Entries shown>
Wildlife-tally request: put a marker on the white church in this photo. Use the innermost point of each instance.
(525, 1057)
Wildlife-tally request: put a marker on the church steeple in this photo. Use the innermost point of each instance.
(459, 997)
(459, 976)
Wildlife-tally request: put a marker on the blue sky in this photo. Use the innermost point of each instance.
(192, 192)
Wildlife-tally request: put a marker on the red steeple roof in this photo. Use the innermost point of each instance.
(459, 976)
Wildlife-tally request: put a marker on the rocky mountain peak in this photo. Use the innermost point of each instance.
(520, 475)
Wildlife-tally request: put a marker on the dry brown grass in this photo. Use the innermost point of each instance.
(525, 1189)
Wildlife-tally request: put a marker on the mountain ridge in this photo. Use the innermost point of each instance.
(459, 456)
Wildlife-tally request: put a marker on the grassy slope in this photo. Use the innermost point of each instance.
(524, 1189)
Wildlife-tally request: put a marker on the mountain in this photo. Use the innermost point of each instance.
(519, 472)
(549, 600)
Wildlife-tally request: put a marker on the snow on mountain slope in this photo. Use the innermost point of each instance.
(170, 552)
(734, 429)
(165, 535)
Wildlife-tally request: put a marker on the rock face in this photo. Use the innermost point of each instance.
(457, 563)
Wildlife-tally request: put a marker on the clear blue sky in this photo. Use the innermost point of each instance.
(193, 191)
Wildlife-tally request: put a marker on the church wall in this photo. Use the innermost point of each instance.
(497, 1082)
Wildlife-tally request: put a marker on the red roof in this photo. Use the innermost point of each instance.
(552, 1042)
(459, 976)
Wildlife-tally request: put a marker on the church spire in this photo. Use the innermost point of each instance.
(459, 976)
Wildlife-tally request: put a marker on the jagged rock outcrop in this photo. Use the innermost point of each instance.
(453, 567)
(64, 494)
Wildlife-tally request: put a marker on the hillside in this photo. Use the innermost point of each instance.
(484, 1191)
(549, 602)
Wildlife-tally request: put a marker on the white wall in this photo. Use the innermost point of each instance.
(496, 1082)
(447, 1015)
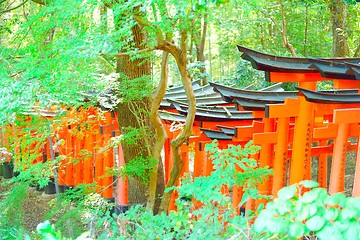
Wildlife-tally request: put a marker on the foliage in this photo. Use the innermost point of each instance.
(245, 75)
(11, 214)
(77, 209)
(297, 212)
(203, 207)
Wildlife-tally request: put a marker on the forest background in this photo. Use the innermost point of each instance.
(53, 53)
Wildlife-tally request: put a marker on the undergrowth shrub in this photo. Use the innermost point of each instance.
(11, 212)
(204, 207)
(77, 210)
(296, 213)
(205, 210)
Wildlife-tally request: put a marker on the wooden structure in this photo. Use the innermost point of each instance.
(291, 127)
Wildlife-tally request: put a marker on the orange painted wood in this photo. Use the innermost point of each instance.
(295, 77)
(172, 206)
(266, 154)
(62, 152)
(290, 108)
(245, 133)
(212, 125)
(122, 186)
(88, 158)
(79, 164)
(346, 84)
(281, 155)
(337, 173)
(237, 194)
(265, 138)
(69, 177)
(330, 131)
(99, 161)
(351, 115)
(301, 153)
(199, 160)
(326, 110)
(185, 157)
(323, 166)
(356, 187)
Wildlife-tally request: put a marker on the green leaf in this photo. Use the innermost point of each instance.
(315, 223)
(336, 199)
(287, 192)
(326, 233)
(309, 184)
(353, 232)
(331, 213)
(296, 230)
(310, 196)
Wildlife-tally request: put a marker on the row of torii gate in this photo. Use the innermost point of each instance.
(291, 127)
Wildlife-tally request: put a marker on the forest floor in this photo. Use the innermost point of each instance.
(35, 207)
(36, 204)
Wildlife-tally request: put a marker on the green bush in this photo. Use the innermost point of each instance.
(205, 212)
(296, 213)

Written task> Leave out every picture and copy the rest of the records exactly.

Solution for this problem>
Wildlife-tally request: put a marker on the white church in this photo. Use the innermost point of each instance.
(525, 1057)
Wildlife-tally request: put a marker on the church steeple in this photo. Use the innermost point of each instance.
(459, 997)
(459, 976)
Wildlife-tally request: put a marker on the blue sky in this photo. Use the innermost point of each instance.
(192, 192)
Wildlife-tally request: put a marker on the red steeple roof in this photo. Use the innermost point of each instance.
(459, 976)
Wildlife-tally request: put a marker on the rocky mountain peak in this photo. Use the innermost point of each instance.
(520, 475)
Wildlife-tally request: put a marker on the dry brown grass in this photo. Use the innermost point of each instance.
(525, 1189)
Wildlife-tally request: put a marker on the mountain ridge in this photo. Use the innermost point of each instance.
(459, 456)
Wildlife-tally request: put a marker on the grassy slope in this photo. Use the innermost point of each instance.
(524, 1189)
Wildlife-tally request: put a marker on the mountain in this photo. Use the innermost point of each instance.
(519, 472)
(549, 600)
Wildlife-tally request: put a marker on the snow on mountain slope in this photo. Use the innermost point of each instance.
(170, 552)
(734, 429)
(165, 535)
Wildlife-tally request: put a marker on the rock face in this photo. Use the innermost point of each instance.
(457, 563)
Wildlife-tally request: put a marker on the clear blue sky in this photo. Use the innermost point of each instance.
(193, 191)
Wildlife-tally request: put a marker on the church wall in this photo. Use the innermost point of each instance.
(497, 1082)
Wildlife-tally request: put a marker on the red roof in this photo. Use the innermost point of each instance.
(552, 1042)
(459, 976)
Wildlife-tally request: put a marker on the church spire in this photo. Use the innermost point of each instance.
(459, 976)
Wildlife-tally request: put a marker on the jagged rock outcrop in this photo. Use the innermost point of each instance.
(453, 567)
(64, 494)
Wildlife-tally request: put a marker on the hillside in this photo. Use the innermost point of each instance.
(484, 1191)
(549, 602)
Wildlife-tally request: put a marker on the white wall in this photo. Use the innermost point of each instance.
(496, 1082)
(447, 1015)
Wildlife-tally request: put a marker on the foliage in this photo. Use the innermost point of each instance.
(245, 75)
(11, 214)
(77, 209)
(297, 212)
(203, 207)
Wildlife-tally request: put a marker on the forest background in this photo. Use the innermost point of each instance.
(53, 53)
Wildlife-tally request: put a marker on the undergrowth shrub in this photo. Use the innermost point of each instance.
(11, 212)
(204, 207)
(77, 210)
(296, 213)
(205, 210)
Wildlife-tally request: put a marker on the wooden structure in this photo. Use the innermost point of each instance.
(291, 127)
Wildlife-tally request: put a marker on the orange painted wood in this photo. Use the innermost point of each instance.
(295, 77)
(172, 206)
(266, 154)
(62, 152)
(290, 108)
(245, 133)
(212, 125)
(122, 186)
(88, 158)
(79, 164)
(346, 84)
(281, 155)
(337, 173)
(237, 194)
(265, 138)
(69, 177)
(330, 131)
(99, 161)
(351, 115)
(301, 153)
(199, 160)
(326, 110)
(185, 157)
(323, 166)
(356, 187)
Wildlife-tally request: put a marker on the green leaf in this photo. Use the innermost point of each instance.
(315, 223)
(336, 199)
(287, 192)
(326, 233)
(309, 184)
(353, 232)
(331, 213)
(296, 230)
(310, 196)
Wildlife-tally request: put a marker on the row of torii gate in this photo. Use the innermost point of each instance.
(291, 127)
Wildlife-tally request: put a marker on the forest floor in this photo. Use the innermost point of each instance.
(35, 207)
(36, 204)
Wildlife-tally request: put a marker on the green bush in this photo. Use the innermost point of each instance.
(205, 212)
(296, 213)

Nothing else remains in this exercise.